▶ _About this task_: Please retype the listing below word for word and exclude its images.

START Information given

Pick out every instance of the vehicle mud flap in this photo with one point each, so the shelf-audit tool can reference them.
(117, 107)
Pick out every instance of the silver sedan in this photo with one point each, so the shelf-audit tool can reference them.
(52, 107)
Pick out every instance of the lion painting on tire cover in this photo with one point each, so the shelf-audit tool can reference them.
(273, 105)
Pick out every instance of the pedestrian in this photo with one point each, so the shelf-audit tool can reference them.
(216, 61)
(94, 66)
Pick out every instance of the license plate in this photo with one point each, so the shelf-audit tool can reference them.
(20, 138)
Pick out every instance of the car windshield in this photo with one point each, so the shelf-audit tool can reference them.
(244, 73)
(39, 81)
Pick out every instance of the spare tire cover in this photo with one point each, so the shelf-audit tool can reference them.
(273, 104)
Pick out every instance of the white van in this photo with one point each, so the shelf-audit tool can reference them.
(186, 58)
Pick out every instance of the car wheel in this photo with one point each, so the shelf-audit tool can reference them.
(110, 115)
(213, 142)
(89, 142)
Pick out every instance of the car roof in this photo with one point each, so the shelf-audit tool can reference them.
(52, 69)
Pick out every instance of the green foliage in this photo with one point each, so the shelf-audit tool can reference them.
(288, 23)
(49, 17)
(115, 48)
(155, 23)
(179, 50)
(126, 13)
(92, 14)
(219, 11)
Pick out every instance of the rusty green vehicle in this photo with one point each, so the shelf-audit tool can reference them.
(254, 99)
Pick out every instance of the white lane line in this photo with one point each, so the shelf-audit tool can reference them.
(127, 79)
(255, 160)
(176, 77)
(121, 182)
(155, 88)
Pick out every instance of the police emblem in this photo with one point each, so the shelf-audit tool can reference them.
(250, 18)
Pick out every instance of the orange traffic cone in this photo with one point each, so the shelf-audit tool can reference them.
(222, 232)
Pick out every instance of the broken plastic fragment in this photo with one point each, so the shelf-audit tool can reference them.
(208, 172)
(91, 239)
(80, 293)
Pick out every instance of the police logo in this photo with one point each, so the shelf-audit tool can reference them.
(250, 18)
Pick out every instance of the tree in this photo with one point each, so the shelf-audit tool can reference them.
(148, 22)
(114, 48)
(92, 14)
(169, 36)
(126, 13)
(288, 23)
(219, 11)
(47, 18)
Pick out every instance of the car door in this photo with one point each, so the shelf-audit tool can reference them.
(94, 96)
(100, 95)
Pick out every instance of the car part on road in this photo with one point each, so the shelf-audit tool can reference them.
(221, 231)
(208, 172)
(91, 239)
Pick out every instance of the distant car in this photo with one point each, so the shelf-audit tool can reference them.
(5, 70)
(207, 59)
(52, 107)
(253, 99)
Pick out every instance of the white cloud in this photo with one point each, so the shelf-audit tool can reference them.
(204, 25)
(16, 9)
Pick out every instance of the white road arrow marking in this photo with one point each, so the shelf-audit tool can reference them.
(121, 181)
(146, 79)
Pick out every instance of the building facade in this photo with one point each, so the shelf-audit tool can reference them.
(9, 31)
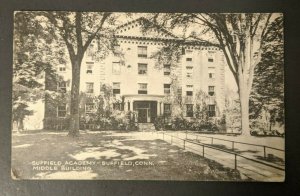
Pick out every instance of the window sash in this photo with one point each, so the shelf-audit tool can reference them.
(116, 68)
(62, 110)
(90, 87)
(89, 107)
(142, 69)
(189, 110)
(142, 51)
(167, 70)
(167, 109)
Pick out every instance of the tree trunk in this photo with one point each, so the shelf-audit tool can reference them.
(244, 102)
(74, 109)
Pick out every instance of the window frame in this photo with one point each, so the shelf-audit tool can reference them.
(143, 90)
(211, 110)
(90, 111)
(62, 88)
(167, 90)
(189, 111)
(114, 70)
(89, 90)
(167, 69)
(59, 111)
(170, 109)
(116, 90)
(142, 51)
(140, 71)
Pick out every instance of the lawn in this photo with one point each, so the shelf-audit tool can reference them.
(109, 155)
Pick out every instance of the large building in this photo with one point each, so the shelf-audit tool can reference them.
(142, 83)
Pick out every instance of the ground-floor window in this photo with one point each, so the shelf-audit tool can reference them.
(89, 108)
(117, 106)
(167, 109)
(211, 110)
(189, 110)
(116, 88)
(62, 110)
(142, 88)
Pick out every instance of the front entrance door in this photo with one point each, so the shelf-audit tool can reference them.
(143, 115)
(146, 110)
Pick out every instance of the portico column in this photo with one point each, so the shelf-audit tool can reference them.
(131, 105)
(158, 108)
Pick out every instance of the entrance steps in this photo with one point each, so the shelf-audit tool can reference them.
(146, 127)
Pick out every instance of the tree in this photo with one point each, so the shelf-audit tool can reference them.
(32, 57)
(240, 37)
(77, 30)
(268, 89)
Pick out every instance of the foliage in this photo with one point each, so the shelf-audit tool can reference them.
(267, 97)
(239, 35)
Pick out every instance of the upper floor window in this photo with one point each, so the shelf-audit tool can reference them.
(89, 67)
(142, 88)
(210, 56)
(116, 68)
(89, 108)
(62, 86)
(167, 109)
(189, 110)
(211, 90)
(167, 88)
(116, 88)
(89, 87)
(211, 110)
(142, 51)
(210, 59)
(62, 110)
(189, 93)
(211, 72)
(189, 72)
(142, 69)
(167, 69)
(62, 68)
(117, 106)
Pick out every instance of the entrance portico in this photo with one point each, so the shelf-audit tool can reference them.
(147, 107)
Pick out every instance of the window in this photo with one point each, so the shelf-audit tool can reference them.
(116, 88)
(189, 110)
(142, 51)
(89, 67)
(62, 110)
(89, 108)
(117, 106)
(189, 72)
(62, 69)
(167, 88)
(167, 109)
(210, 56)
(189, 75)
(211, 90)
(116, 68)
(142, 69)
(62, 86)
(89, 87)
(211, 110)
(189, 93)
(211, 72)
(142, 88)
(167, 70)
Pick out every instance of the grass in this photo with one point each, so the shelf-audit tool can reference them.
(144, 157)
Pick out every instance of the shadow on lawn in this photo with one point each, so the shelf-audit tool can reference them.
(169, 162)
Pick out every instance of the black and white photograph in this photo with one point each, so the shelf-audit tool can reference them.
(148, 96)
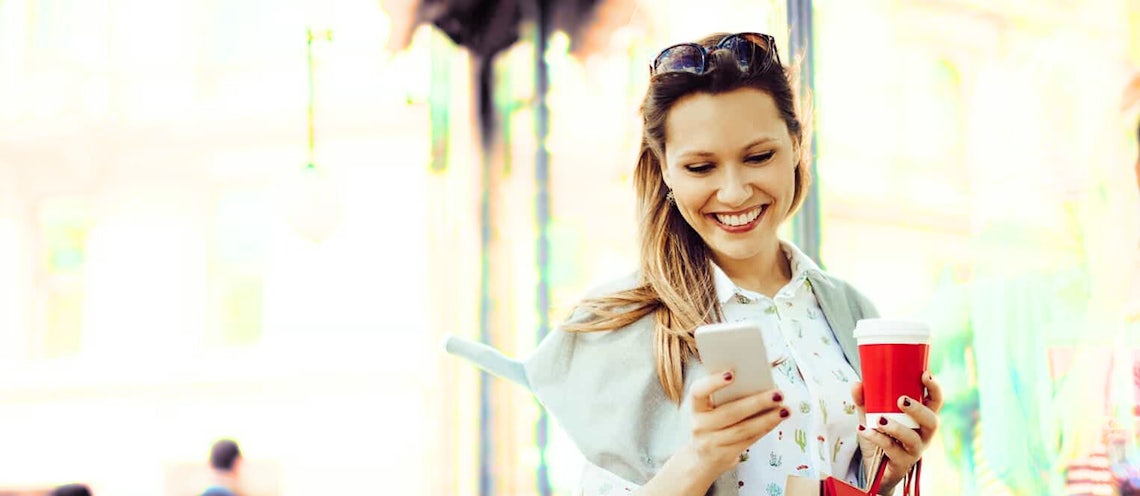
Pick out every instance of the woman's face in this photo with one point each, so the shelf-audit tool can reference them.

END Information given

▶ _Exercise output_:
Pick out every instance of the vehicle mud flap in this photo with one point each, so the shelf-audit tool can reference them.
(117, 107)
Pick out every instance of the silver sedan in this photo with one point each, so the shelf-audit tool can reference them.
(52, 107)
Pick out every instance of the lion painting on tire cover in this photo with one point each, so the shelf-audit tool can reference them.
(273, 105)
Pick out every instance of the pedestrian in this photo with one point each, so the shelf-audit tool can reference them.
(216, 61)
(94, 66)
Pick out every instance of the license plate in this photo with one point each, so the shelf-audit tool can reference them.
(20, 138)
Pick out every instance of the car windshield in this photo with one point each, so the shelf-audit tool can reference them.
(244, 73)
(39, 81)
Pick out every instance of the spare tire cover in this photo with one point each, so the shelf-audit tool can reference them.
(273, 104)
Pick out every instance of the white van in this photo with one point each, so the shelf-audit tool can reference them.
(186, 58)
Pick out every instance of the car wheel in this photo with one point each, so the shelf-audit tool can reference them.
(110, 115)
(213, 142)
(89, 142)
Pick out every instance of the car roof in this photo with one point each, so the shelf-audit tool can reference them.
(52, 69)
Pick out every instance of the green foliage in this photo with one point each, so the shelf-audit tool can reference them.
(288, 23)
(49, 17)
(115, 48)
(155, 23)
(179, 50)
(126, 13)
(92, 14)
(219, 11)
Pick out every instance of the rusty green vehicle in this photo with one point each, so the shelf-audit tool can reference them.
(254, 99)
Pick out every instance of the white lane line in this photo with one point each, so the shelf-audit tool can reference them.
(127, 79)
(255, 160)
(176, 77)
(121, 182)
(155, 88)
Pick out every instance of the police emblem in this photo with one point each, so the shelf-audit tool can reference them.
(250, 18)
Pick out every instance of the orange traffic cone in this photo with one point each, so the shelf-audit tool can reference them.
(222, 232)
Pick out every instance of the broken plastic fragment in this photo with one point each, so the shelf-audit tool can reference them.
(208, 172)
(91, 239)
(80, 293)
Pick out every instance of the police logo in this photo with one point each, so the shelf-audit tool can reference them.
(250, 18)
Pick out every instance of the tree in this photo with one point each, so the shelf-audit tool can reference them.
(148, 22)
(114, 48)
(92, 14)
(169, 36)
(126, 13)
(288, 23)
(219, 11)
(47, 18)
Pick out every instance of the car door in this photo with one point each, so the shelf-audit tool can reference them.
(94, 96)
(100, 95)
Pick out every instance of the car part on road in this photo with one point each, so the shelf-audit tool can reference them.
(221, 231)
(208, 172)
(91, 239)
Pick out every instance of the distant car in this photo with one point each, so the shelf-audit tool can reference them.
(5, 70)
(207, 59)
(52, 107)
(253, 99)
Pick out every instance of the white cloud in this photo with one point each, so the shelf-audit tool can reference them.
(204, 25)
(16, 9)
Pick out every instance of the white road arrow marking in this photo with one point each, so the shelf-audit tool can reference them.
(121, 181)
(146, 79)
Pick out every instance of the building facade in this photo with one point each, so the shelf-audit tool can reference them.
(9, 31)
Pick out every instance of the window sash in this photo with one point each, so the shelf-audit tool can reference them.
(116, 68)
(62, 110)
(90, 87)
(89, 107)
(142, 69)
(189, 110)
(142, 51)
(167, 70)
(167, 109)
Pick out every instance of the tree trunk in this photo with one point each, so the shelf-audit tool can reference them.
(244, 102)
(74, 109)
Pick out every instance of the window frame in this photo with one point each, so the shelf-audit tool can reference them.
(143, 90)
(211, 110)
(90, 111)
(62, 88)
(167, 90)
(189, 111)
(114, 70)
(89, 90)
(167, 69)
(59, 111)
(170, 109)
(116, 90)
(142, 51)
(140, 71)
Pick out every instance of the lawn in this photo with one point each, so the shelf-audit tool can reference them.
(109, 155)
Pick out every instance of the large building in this photo with one point each, so the shelf-audit tool can reference them.
(142, 83)
Pick out every instance of the ground-floor window in this photo with one point each, so the shelf-audit tool can reference them.
(89, 108)
(117, 106)
(167, 109)
(211, 110)
(189, 110)
(116, 88)
(62, 110)
(142, 88)
Pick out every instance of the front entrance door in this photo with one point each, so the shelf-audit tool can reference them.
(143, 115)
(146, 110)
Pick out every instance of the portico column in this photo with one point each, so the shelf-audit tool can reference them.
(131, 105)
(158, 108)
Pick out every instance of the entrance steps in this photo with one point each, so the shelf-audit tool can reference them.
(146, 127)
Pick out every instance of the tree in this photo with one point each, so the shelf-audit tool can reference them.
(32, 57)
(240, 37)
(77, 30)
(268, 89)
Pick out every instance of the foliage in this photo with one point each, so the shelf-audit tool can reference them.
(267, 97)
(239, 35)
Pick out every instance of the upper floor window in this photo with one point each, so the shelf-audit tool can reference them.
(89, 67)
(142, 88)
(210, 56)
(116, 68)
(89, 108)
(62, 86)
(167, 109)
(189, 110)
(211, 90)
(167, 88)
(116, 88)
(89, 87)
(211, 110)
(142, 51)
(210, 59)
(62, 110)
(189, 93)
(211, 72)
(189, 72)
(142, 69)
(167, 69)
(62, 68)
(117, 106)
Pick out every instance of the entrance portico in this photo with one point each, so the shelf-audit tool can reference them.
(147, 107)
Pick out every instance of the window in this photo with one point each, so the shelf-audit tool can reference them.
(116, 88)
(189, 110)
(142, 51)
(89, 67)
(62, 110)
(89, 108)
(117, 106)
(189, 72)
(62, 69)
(167, 88)
(167, 109)
(210, 56)
(189, 75)
(211, 90)
(116, 68)
(142, 69)
(62, 86)
(89, 87)
(211, 110)
(189, 93)
(211, 72)
(142, 88)
(167, 70)
Pick out every instance of the grass in this photo with one point each, so the shelf-audit tool can reference them.
(144, 157)
Pick out every instance of the shadow on lawn in this photo with one point each, so the shelf-audit tool can reference them.
(169, 162)
Pick out every instance of the black and white photograph in this photo with one point each, so the shelf-audit tool can reference them.
(148, 96)
Pick out every instance of the woman's face in this photo with one point each, so the shelf-audit tool can reference them.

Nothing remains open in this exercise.